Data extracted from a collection
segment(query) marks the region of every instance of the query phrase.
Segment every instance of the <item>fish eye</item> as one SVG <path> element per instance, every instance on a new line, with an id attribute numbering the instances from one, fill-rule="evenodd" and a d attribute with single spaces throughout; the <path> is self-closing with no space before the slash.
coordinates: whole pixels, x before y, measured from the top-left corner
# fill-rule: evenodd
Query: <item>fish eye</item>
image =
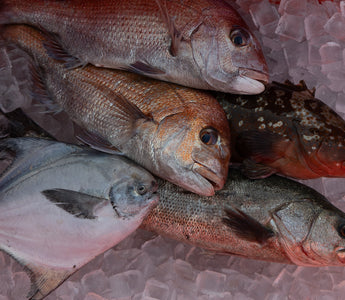
<path id="1" fill-rule="evenodd" d="M 218 141 L 218 133 L 213 128 L 204 128 L 200 132 L 200 140 L 206 145 L 214 145 Z"/>
<path id="2" fill-rule="evenodd" d="M 249 43 L 249 34 L 243 29 L 233 29 L 230 32 L 230 40 L 236 47 L 243 47 Z"/>
<path id="3" fill-rule="evenodd" d="M 342 238 L 345 238 L 345 224 L 338 227 L 338 233 Z"/>
<path id="4" fill-rule="evenodd" d="M 147 193 L 147 188 L 143 184 L 137 186 L 136 190 L 139 195 L 145 195 Z"/>

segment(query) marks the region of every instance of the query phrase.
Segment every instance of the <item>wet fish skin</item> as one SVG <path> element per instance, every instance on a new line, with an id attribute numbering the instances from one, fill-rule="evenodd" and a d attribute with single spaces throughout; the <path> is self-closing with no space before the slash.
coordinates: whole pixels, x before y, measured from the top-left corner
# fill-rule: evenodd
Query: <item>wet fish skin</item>
<path id="1" fill-rule="evenodd" d="M 345 263 L 345 214 L 298 182 L 251 180 L 230 169 L 213 197 L 163 181 L 158 193 L 142 229 L 220 254 L 301 266 Z"/>
<path id="2" fill-rule="evenodd" d="M 251 178 L 345 177 L 345 121 L 304 82 L 273 82 L 257 96 L 219 93 L 231 130 L 232 161 Z"/>
<path id="3" fill-rule="evenodd" d="M 243 94 L 268 82 L 258 40 L 223 0 L 2 0 L 0 10 L 1 24 L 56 35 L 46 47 L 53 57 L 63 49 L 69 67 L 91 63 Z"/>
<path id="4" fill-rule="evenodd" d="M 35 29 L 12 25 L 2 33 L 39 66 L 33 94 L 41 102 L 53 99 L 79 126 L 166 180 L 208 196 L 222 188 L 230 132 L 214 97 L 130 72 L 93 66 L 67 70 L 46 54 Z"/>
<path id="5" fill-rule="evenodd" d="M 153 176 L 128 159 L 36 138 L 5 139 L 0 249 L 42 299 L 140 225 L 158 202 Z"/>

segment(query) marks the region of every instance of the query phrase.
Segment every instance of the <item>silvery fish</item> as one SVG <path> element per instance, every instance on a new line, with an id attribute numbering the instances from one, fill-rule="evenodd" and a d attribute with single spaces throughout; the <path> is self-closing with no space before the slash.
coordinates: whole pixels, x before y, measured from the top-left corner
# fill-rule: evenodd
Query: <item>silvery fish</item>
<path id="1" fill-rule="evenodd" d="M 345 121 L 302 81 L 273 82 L 257 96 L 218 94 L 231 130 L 231 159 L 250 178 L 273 173 L 345 177 Z"/>
<path id="2" fill-rule="evenodd" d="M 69 68 L 91 63 L 241 94 L 268 82 L 259 42 L 223 0 L 1 0 L 0 23 L 44 28 L 49 54 Z"/>
<path id="3" fill-rule="evenodd" d="M 345 214 L 315 190 L 230 169 L 224 189 L 200 197 L 159 182 L 141 228 L 221 254 L 301 266 L 344 266 Z"/>
<path id="4" fill-rule="evenodd" d="M 223 187 L 230 133 L 214 97 L 130 72 L 94 66 L 67 70 L 46 54 L 44 37 L 26 25 L 7 26 L 3 38 L 34 59 L 36 99 L 50 108 L 58 104 L 93 136 L 166 180 L 207 196 Z M 108 147 L 90 140 L 99 149 Z"/>
<path id="5" fill-rule="evenodd" d="M 158 202 L 155 179 L 124 157 L 55 141 L 0 142 L 0 249 L 42 299 L 140 225 Z"/>

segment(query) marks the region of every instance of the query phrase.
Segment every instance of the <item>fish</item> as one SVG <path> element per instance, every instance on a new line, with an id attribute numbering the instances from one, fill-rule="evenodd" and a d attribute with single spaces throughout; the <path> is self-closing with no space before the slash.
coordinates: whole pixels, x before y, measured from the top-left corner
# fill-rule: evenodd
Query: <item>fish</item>
<path id="1" fill-rule="evenodd" d="M 159 180 L 159 204 L 141 229 L 220 255 L 300 266 L 344 266 L 345 214 L 323 195 L 278 175 L 253 180 L 230 168 L 203 197 Z"/>
<path id="2" fill-rule="evenodd" d="M 250 178 L 345 177 L 345 121 L 305 82 L 273 82 L 257 96 L 218 93 L 231 161 Z"/>
<path id="3" fill-rule="evenodd" d="M 223 0 L 1 0 L 0 24 L 44 29 L 67 68 L 123 69 L 198 89 L 258 94 L 268 67 L 256 37 Z"/>
<path id="4" fill-rule="evenodd" d="M 223 187 L 229 124 L 209 93 L 92 65 L 67 70 L 46 54 L 44 35 L 26 25 L 6 26 L 2 37 L 33 58 L 33 97 L 50 109 L 57 104 L 86 129 L 91 136 L 81 135 L 85 142 L 120 151 L 200 195 Z"/>
<path id="5" fill-rule="evenodd" d="M 119 155 L 40 138 L 0 141 L 0 249 L 43 299 L 135 231 L 157 205 L 154 177 Z"/>

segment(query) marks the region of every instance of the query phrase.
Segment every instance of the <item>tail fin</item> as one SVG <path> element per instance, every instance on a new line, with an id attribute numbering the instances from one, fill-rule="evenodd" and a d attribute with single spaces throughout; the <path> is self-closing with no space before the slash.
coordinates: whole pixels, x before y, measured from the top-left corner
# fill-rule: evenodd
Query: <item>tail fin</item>
<path id="1" fill-rule="evenodd" d="M 0 0 L 0 25 L 15 22 L 15 13 L 12 11 L 9 2 L 8 0 Z"/>

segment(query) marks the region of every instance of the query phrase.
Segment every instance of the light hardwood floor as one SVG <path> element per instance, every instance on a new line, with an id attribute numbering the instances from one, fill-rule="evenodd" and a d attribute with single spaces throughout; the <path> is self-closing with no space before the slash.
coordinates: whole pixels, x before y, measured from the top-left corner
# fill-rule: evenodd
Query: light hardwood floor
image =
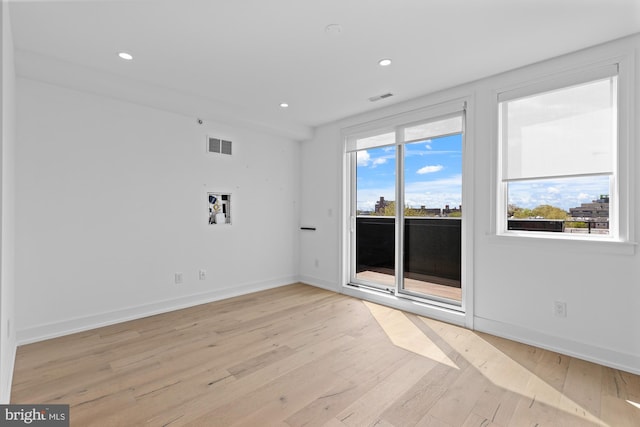
<path id="1" fill-rule="evenodd" d="M 296 284 L 22 346 L 72 426 L 640 425 L 640 377 Z"/>

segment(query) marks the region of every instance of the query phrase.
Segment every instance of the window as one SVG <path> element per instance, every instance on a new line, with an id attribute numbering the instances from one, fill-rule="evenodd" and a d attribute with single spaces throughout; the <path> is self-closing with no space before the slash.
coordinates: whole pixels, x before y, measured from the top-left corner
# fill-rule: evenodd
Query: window
<path id="1" fill-rule="evenodd" d="M 617 238 L 618 67 L 498 95 L 499 231 Z"/>

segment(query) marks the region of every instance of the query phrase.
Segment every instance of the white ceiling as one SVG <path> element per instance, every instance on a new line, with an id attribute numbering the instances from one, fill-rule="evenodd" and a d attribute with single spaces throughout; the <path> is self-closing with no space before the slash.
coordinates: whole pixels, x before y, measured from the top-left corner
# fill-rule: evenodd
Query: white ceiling
<path id="1" fill-rule="evenodd" d="M 19 75 L 295 139 L 640 32 L 640 0 L 48 0 L 10 13 Z"/>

TASK DESCRIPTION:
Leaving the pictures behind, return every line above exactly.

TASK OUTPUT:
segment(query) marks the region of every instance of the query phrase.
Segment every instance of the <item>fish eye</item> as one SVG <path> element per instance, every instance on a new line, with an id attribute numbering the instances from one, fill-rule="evenodd" and a d attribute with single spaces throughout; the <path> is self-closing with no space before the slash.
coordinates: whole pixels, x before y, measured from the top-left corner
# fill-rule: evenodd
Query: <item>fish eye</item>
image =
<path id="1" fill-rule="evenodd" d="M 218 141 L 218 133 L 213 128 L 204 128 L 200 132 L 200 140 L 206 145 L 214 145 Z"/>
<path id="2" fill-rule="evenodd" d="M 249 43 L 249 34 L 243 29 L 233 29 L 230 32 L 230 40 L 236 47 L 243 47 Z"/>
<path id="3" fill-rule="evenodd" d="M 342 238 L 345 238 L 345 224 L 338 227 L 338 233 Z"/>
<path id="4" fill-rule="evenodd" d="M 147 193 L 147 188 L 143 184 L 137 186 L 136 190 L 139 195 L 145 195 Z"/>

segment(query) marks the region of every instance of the query phrase.
Segment every instance of the <item>wet fish skin</item> as one SVG <path> element per instance, every instance on a new line, with an id attribute numbering the instances from one, fill-rule="evenodd" and a d attribute with single spaces throughout; the <path> is self-closing with no space before the slash.
coordinates: whole pixels, x before y, measured from the top-left corner
# fill-rule: evenodd
Query: <item>wet fish skin</item>
<path id="1" fill-rule="evenodd" d="M 345 263 L 345 214 L 298 182 L 251 180 L 230 169 L 213 197 L 163 181 L 158 193 L 142 229 L 220 254 L 301 266 Z"/>
<path id="2" fill-rule="evenodd" d="M 251 178 L 345 177 L 345 121 L 304 82 L 273 82 L 257 96 L 219 93 L 231 130 L 232 161 Z"/>
<path id="3" fill-rule="evenodd" d="M 243 94 L 268 82 L 258 40 L 223 0 L 2 0 L 0 10 L 1 24 L 56 35 L 46 47 L 53 57 L 63 49 L 69 67 L 91 63 Z"/>
<path id="4" fill-rule="evenodd" d="M 35 29 L 12 25 L 2 33 L 39 66 L 33 94 L 41 102 L 53 99 L 79 126 L 166 180 L 208 196 L 222 188 L 230 132 L 214 97 L 130 72 L 93 66 L 67 70 L 46 54 Z"/>
<path id="5" fill-rule="evenodd" d="M 153 176 L 128 159 L 36 138 L 5 139 L 0 249 L 42 299 L 140 225 L 158 202 Z"/>

segment(query) marks the region of every instance of the query phrase.
Segment every instance of the <item>silvery fish</item> as one SVG <path> element per instance, every instance on a new line, with an id attribute numbering the instances from one, fill-rule="evenodd" and a d attribute with single spaces throughout; the <path> is self-closing with no space before the slash.
coordinates: whole pixels, x before y, measured from the top-left corner
# fill-rule: evenodd
Query: <item>silvery fish</item>
<path id="1" fill-rule="evenodd" d="M 345 121 L 302 81 L 273 82 L 257 96 L 218 94 L 231 130 L 231 159 L 250 178 L 273 173 L 345 177 Z"/>
<path id="2" fill-rule="evenodd" d="M 69 68 L 91 63 L 241 94 L 268 82 L 259 42 L 223 0 L 1 0 L 0 23 L 44 28 L 49 54 Z"/>
<path id="3" fill-rule="evenodd" d="M 345 214 L 315 190 L 230 169 L 224 189 L 200 197 L 159 182 L 141 228 L 221 254 L 301 266 L 344 266 Z"/>
<path id="4" fill-rule="evenodd" d="M 223 187 L 230 133 L 214 97 L 130 72 L 94 66 L 67 70 L 46 54 L 44 37 L 26 25 L 7 26 L 3 38 L 34 59 L 36 99 L 50 108 L 58 104 L 93 136 L 166 180 L 207 196 Z M 108 147 L 90 140 L 99 149 Z"/>
<path id="5" fill-rule="evenodd" d="M 158 202 L 155 179 L 124 157 L 55 141 L 0 142 L 0 249 L 42 299 L 140 225 Z"/>

segment(query) marks the region of every instance of the query phrase.
Segment every instance of the <item>fish</item> as one SVG <path> element per instance, every instance on a new line, with an id attribute numbering the instances from one, fill-rule="evenodd" and a d attribute with single spaces throughout; the <path> is self-closing with no space before the slash.
coordinates: whole pixels, x before y, measured from the top-left corner
# fill-rule: evenodd
Query: <item>fish</item>
<path id="1" fill-rule="evenodd" d="M 159 180 L 159 204 L 141 229 L 220 255 L 300 266 L 344 266 L 345 214 L 323 195 L 278 175 L 253 180 L 230 168 L 203 197 Z"/>
<path id="2" fill-rule="evenodd" d="M 250 178 L 345 177 L 345 121 L 305 82 L 273 82 L 257 96 L 218 93 L 231 161 Z"/>
<path id="3" fill-rule="evenodd" d="M 223 0 L 1 0 L 0 24 L 44 29 L 67 68 L 123 69 L 198 89 L 258 94 L 268 67 L 256 37 Z"/>
<path id="4" fill-rule="evenodd" d="M 223 187 L 229 124 L 209 93 L 92 65 L 67 70 L 46 54 L 44 35 L 26 25 L 6 26 L 2 37 L 33 58 L 33 97 L 50 109 L 57 104 L 86 129 L 91 136 L 81 135 L 85 142 L 120 151 L 200 195 Z"/>
<path id="5" fill-rule="evenodd" d="M 119 155 L 40 138 L 0 141 L 0 249 L 43 299 L 135 231 L 157 205 L 154 177 Z"/>

segment(query) marks the region of every instance of the query phrase.
Segment every instance of the <item>tail fin</item> as one SVG <path> element per instance, every instance on a new line, with an id attribute numbering the instances from one, fill-rule="evenodd" and a d attribute with single spaces throughout; the <path> is self-closing with no space before the slash.
coordinates: whole pixels, x before y, measured from the top-left corner
# fill-rule: evenodd
Query: <item>tail fin</item>
<path id="1" fill-rule="evenodd" d="M 0 0 L 0 25 L 15 22 L 15 13 L 12 11 L 9 2 L 8 0 Z"/>

segment(query) marks the region of every instance of the query phrase.
Segment every instance of the light hardwood floor as one SVG <path> element per instance, every instance on a new line, with an id attribute numbering the instances from one, fill-rule="evenodd" and a d attribute with single spaces throughout; the <path> is self-closing with no space before the slash.
coordinates: whole pixels, x before y, measured from the top-left corner
# fill-rule: evenodd
Query: light hardwood floor
image =
<path id="1" fill-rule="evenodd" d="M 296 284 L 22 346 L 72 426 L 640 425 L 640 377 Z"/>

segment(query) marks the region of every instance of the query phrase.
Segment every instance of the window as one SVG <path> element per instance, every instance on a new line, with an id attribute numbering the instances from one, fill-rule="evenodd" and a d attribute with single spaces throughout; the <path> is self-closing with no space before the slash.
coordinates: whole pixels, x before y, measured from the top-left corner
# fill-rule: evenodd
Query: window
<path id="1" fill-rule="evenodd" d="M 617 238 L 618 67 L 498 95 L 499 231 Z"/>

segment(query) marks the region of every instance of the query phrase.
Segment every instance of the white ceiling as one SVG <path> element per instance, every instance on a new line, with an id attribute numbering the instances from one, fill-rule="evenodd" and a d attribute with single spaces throughout; the <path> is self-closing with no space before the slash.
coordinates: whole pixels, x before y, measured from the top-left corner
# fill-rule: evenodd
Query: white ceiling
<path id="1" fill-rule="evenodd" d="M 19 75 L 295 139 L 640 32 L 640 0 L 48 0 L 10 13 Z"/>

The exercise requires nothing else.